══ Provided data ══

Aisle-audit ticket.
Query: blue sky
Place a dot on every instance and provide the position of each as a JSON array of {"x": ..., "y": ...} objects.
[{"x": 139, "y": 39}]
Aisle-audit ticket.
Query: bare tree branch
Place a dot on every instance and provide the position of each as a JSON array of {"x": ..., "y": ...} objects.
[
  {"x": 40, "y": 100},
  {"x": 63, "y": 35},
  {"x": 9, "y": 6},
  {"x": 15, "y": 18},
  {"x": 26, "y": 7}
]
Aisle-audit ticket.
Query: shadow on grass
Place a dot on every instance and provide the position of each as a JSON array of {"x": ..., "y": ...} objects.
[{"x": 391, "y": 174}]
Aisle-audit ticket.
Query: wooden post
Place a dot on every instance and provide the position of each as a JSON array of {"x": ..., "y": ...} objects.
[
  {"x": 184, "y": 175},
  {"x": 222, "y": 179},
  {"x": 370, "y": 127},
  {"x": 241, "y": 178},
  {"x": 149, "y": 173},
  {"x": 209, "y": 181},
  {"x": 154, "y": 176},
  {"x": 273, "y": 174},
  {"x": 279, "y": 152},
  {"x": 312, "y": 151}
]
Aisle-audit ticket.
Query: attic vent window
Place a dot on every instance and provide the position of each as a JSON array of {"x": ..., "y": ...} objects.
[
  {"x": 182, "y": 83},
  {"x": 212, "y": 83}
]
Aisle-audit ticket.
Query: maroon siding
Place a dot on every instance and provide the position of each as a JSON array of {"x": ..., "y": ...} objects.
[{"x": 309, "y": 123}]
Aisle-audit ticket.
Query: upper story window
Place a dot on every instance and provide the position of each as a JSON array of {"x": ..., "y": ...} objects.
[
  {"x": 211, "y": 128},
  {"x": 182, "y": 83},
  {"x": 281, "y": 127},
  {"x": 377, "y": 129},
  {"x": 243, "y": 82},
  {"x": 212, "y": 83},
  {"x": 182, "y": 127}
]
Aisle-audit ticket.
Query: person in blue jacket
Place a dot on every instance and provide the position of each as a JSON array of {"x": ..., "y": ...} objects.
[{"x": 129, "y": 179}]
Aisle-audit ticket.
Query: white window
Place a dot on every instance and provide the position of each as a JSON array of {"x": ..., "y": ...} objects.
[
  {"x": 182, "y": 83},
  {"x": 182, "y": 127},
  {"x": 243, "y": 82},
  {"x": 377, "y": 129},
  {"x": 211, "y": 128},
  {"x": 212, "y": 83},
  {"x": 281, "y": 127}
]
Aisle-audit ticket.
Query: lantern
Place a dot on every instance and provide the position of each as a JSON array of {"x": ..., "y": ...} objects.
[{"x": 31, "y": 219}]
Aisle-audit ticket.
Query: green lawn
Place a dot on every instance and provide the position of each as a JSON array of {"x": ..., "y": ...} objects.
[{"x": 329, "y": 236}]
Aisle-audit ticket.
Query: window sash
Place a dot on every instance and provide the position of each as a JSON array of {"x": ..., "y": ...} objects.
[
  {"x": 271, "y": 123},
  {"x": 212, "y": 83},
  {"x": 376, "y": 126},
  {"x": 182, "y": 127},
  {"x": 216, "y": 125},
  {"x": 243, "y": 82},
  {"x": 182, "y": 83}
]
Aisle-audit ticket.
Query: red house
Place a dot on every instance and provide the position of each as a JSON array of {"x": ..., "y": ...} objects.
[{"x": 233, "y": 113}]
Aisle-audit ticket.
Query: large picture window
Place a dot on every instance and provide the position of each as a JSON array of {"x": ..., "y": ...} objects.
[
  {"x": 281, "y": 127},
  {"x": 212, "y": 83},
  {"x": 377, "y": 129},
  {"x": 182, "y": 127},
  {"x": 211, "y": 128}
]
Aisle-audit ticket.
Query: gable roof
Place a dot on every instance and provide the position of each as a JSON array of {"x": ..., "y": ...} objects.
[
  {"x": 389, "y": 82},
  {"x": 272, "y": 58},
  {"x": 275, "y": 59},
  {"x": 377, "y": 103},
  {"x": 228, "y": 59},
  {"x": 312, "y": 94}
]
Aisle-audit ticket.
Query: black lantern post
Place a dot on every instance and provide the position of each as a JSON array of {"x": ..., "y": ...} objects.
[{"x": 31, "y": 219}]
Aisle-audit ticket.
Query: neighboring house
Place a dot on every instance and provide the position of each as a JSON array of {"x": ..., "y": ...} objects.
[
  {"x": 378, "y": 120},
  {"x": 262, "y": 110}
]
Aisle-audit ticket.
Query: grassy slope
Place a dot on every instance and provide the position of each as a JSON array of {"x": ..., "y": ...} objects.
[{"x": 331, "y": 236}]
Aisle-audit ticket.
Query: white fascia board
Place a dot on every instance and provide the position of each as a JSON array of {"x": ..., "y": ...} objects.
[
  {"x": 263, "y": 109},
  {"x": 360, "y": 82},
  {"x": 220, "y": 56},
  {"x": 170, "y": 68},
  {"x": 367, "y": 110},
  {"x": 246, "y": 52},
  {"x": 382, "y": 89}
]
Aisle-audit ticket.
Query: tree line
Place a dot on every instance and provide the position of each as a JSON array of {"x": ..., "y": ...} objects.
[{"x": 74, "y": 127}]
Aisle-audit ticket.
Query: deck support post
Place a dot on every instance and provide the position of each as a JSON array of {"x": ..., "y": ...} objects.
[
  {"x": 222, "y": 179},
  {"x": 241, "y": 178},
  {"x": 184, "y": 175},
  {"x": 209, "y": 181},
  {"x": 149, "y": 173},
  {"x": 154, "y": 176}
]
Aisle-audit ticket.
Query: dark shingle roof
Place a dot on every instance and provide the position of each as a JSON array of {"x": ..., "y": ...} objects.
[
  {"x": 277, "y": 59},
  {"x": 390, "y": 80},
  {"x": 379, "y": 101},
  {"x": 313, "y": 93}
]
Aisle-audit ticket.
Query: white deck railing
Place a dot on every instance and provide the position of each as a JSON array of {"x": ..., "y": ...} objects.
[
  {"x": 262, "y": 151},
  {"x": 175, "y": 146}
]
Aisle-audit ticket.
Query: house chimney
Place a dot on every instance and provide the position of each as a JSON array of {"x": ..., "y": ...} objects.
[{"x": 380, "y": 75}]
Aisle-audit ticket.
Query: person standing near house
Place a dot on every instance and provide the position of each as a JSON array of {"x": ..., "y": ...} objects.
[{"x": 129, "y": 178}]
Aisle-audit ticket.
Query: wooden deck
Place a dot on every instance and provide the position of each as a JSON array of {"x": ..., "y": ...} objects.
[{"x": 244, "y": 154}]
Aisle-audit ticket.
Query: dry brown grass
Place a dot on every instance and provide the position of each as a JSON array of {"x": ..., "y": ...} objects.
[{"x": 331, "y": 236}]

═══

**Written task**
Take the entries above and copy them out exactly.

**Answer to this exercise**
Aisle-audit ticket.
Query: blue sky
Place a dot on every instance and provide the position of each as a JSON array of {"x": ..., "y": ...} objects.
[{"x": 139, "y": 39}]
Aisle-audit ticket.
Query: bare tree branch
Place a dot on every instance and provide the position of each as a JSON array of {"x": ..., "y": ...} objects.
[
  {"x": 40, "y": 100},
  {"x": 63, "y": 35},
  {"x": 9, "y": 6},
  {"x": 15, "y": 18},
  {"x": 26, "y": 7}
]
Aisle-audit ticket.
Query: shadow on grass
Place a dot on every instance and provide the position of each as a JSON array of {"x": ..., "y": ...} objects.
[{"x": 391, "y": 174}]
Aisle-audit ticket.
Query: wooden post
Place a dot on every instance and provide the position of each as a JSON array of {"x": ..., "y": ...} objects.
[
  {"x": 184, "y": 175},
  {"x": 222, "y": 179},
  {"x": 370, "y": 127},
  {"x": 241, "y": 178},
  {"x": 149, "y": 173},
  {"x": 209, "y": 181},
  {"x": 154, "y": 176},
  {"x": 273, "y": 174},
  {"x": 279, "y": 152},
  {"x": 312, "y": 151}
]
Aisle-audit ticket.
Query: attic vent window
Place a dot on every instance and provide the position of each as a JSON array of {"x": ..., "y": ...} objects.
[
  {"x": 182, "y": 83},
  {"x": 212, "y": 83}
]
Aisle-audit ticket.
Query: maroon siding
Place a dot on every instance and provide the position of each as a JSON array of {"x": ..., "y": ...} objects.
[{"x": 309, "y": 123}]
Aisle-audit ticket.
Query: upper story window
Place a dot on every instance and provide the position of each as a JSON array of {"x": ..., "y": ...} objects.
[
  {"x": 211, "y": 128},
  {"x": 182, "y": 83},
  {"x": 281, "y": 127},
  {"x": 377, "y": 129},
  {"x": 243, "y": 82},
  {"x": 212, "y": 83},
  {"x": 182, "y": 127}
]
Aisle-audit ticket.
Query: person in blue jacket
Place a dot on every instance and provide the position of each as a JSON array of {"x": ..., "y": ...} objects.
[{"x": 129, "y": 179}]
Aisle-audit ticket.
Query: white window
Place a dot on every instance and provide the position of each as a JSON array of {"x": ..., "y": ...} objects.
[
  {"x": 182, "y": 83},
  {"x": 182, "y": 127},
  {"x": 243, "y": 82},
  {"x": 377, "y": 129},
  {"x": 211, "y": 128},
  {"x": 212, "y": 83},
  {"x": 281, "y": 127}
]
Aisle-audit ticket.
Query: lantern
Place a dot on every instance and provide the position of each as a JSON array of {"x": ..., "y": ...} objects.
[{"x": 31, "y": 219}]
Aisle-audit ticket.
Query: green lawn
Place a dot on every instance and provide the position of each as a JSON array of {"x": ..., "y": ...} objects.
[{"x": 329, "y": 236}]
Aisle-audit ticket.
Query: window sash
Place a dot on every instance and provide the position of each as a JSON array of {"x": ..., "y": ...} objects.
[
  {"x": 271, "y": 123},
  {"x": 212, "y": 83},
  {"x": 376, "y": 126},
  {"x": 182, "y": 127},
  {"x": 216, "y": 125},
  {"x": 243, "y": 82},
  {"x": 182, "y": 83}
]
Aisle-audit ticket.
Query: red house
Place a dot on every instance and provide the position of each as a JSON array of {"x": ..., "y": ...} objects.
[{"x": 233, "y": 113}]
Aisle-audit ticket.
Query: large picture window
Place a dot on every instance and provide the position of each as a JSON array of {"x": ..., "y": ...} objects.
[
  {"x": 281, "y": 127},
  {"x": 212, "y": 83},
  {"x": 377, "y": 129},
  {"x": 182, "y": 127},
  {"x": 211, "y": 128}
]
Aisle-audit ticket.
Query: gable roof
Place a dot on every instance and provide the position of each as a JSON array of {"x": ..., "y": ...} objects.
[
  {"x": 389, "y": 82},
  {"x": 272, "y": 58},
  {"x": 275, "y": 59},
  {"x": 377, "y": 103},
  {"x": 228, "y": 59},
  {"x": 312, "y": 94}
]
Aisle-audit ticket.
Query: black lantern post
Place a dot on every instance and provide the position of each as a JSON array of {"x": ..., "y": ...} objects.
[{"x": 31, "y": 219}]
Aisle-audit ticket.
Query: neighboring house
Place a dot on every instance and provide the position of each as a JSON array of {"x": ..., "y": ...} objects.
[
  {"x": 378, "y": 120},
  {"x": 262, "y": 110}
]
Aisle-audit ticket.
Query: grassy slope
Place a dot on every instance and provide the position of each as a JSON array of {"x": ..., "y": ...} objects.
[{"x": 331, "y": 236}]
Aisle-audit ticket.
Query: white fascia board
Place a dot on every instance and provide the position of each as a JSON array of {"x": ..., "y": ...} objects.
[
  {"x": 263, "y": 109},
  {"x": 360, "y": 82},
  {"x": 220, "y": 56},
  {"x": 170, "y": 68},
  {"x": 367, "y": 110},
  {"x": 246, "y": 52},
  {"x": 382, "y": 89}
]
Aisle-audit ticket.
Query: tree line
Place a dot on every instance and provide the position of each as a JSON array of {"x": ..., "y": ...} objects.
[{"x": 74, "y": 127}]
Aisle-audit ticket.
Query: deck support post
Place a dot on every instance and provide the position of each as a JSON array of {"x": ..., "y": ...} objects.
[
  {"x": 222, "y": 179},
  {"x": 241, "y": 178},
  {"x": 184, "y": 175},
  {"x": 209, "y": 181},
  {"x": 149, "y": 173},
  {"x": 154, "y": 176}
]
Aisle-audit ticket.
Query: dark shingle roof
Place a dot on every instance and provide the position of each as a JSON array of {"x": ..., "y": ...} objects.
[
  {"x": 277, "y": 59},
  {"x": 390, "y": 80},
  {"x": 379, "y": 101},
  {"x": 313, "y": 93}
]
Aisle-audit ticket.
Query: white deck railing
Place a dot on every instance and provide the position of each as a JSON array of {"x": ..., "y": ...} objects.
[
  {"x": 262, "y": 151},
  {"x": 175, "y": 146}
]
Aisle-audit ticket.
Query: house chimney
Place a dot on every instance and provide the position of each as a JSON array of {"x": ..., "y": ...} objects.
[{"x": 380, "y": 75}]
Aisle-audit ticket.
Query: person standing near house
Place a dot on every instance and provide the position of each as a JSON array of {"x": ..., "y": ...} objects.
[{"x": 129, "y": 178}]
Aisle-audit ticket.
Query: wooden deck
Place a dot on every instance and provide the position of each as a JSON array of {"x": ..., "y": ...} objects.
[{"x": 244, "y": 154}]
Aisle-audit ticket.
Query: dry brown grass
Place a dot on every instance and provide the position of each as a JSON array of {"x": ..., "y": ...} objects.
[{"x": 331, "y": 236}]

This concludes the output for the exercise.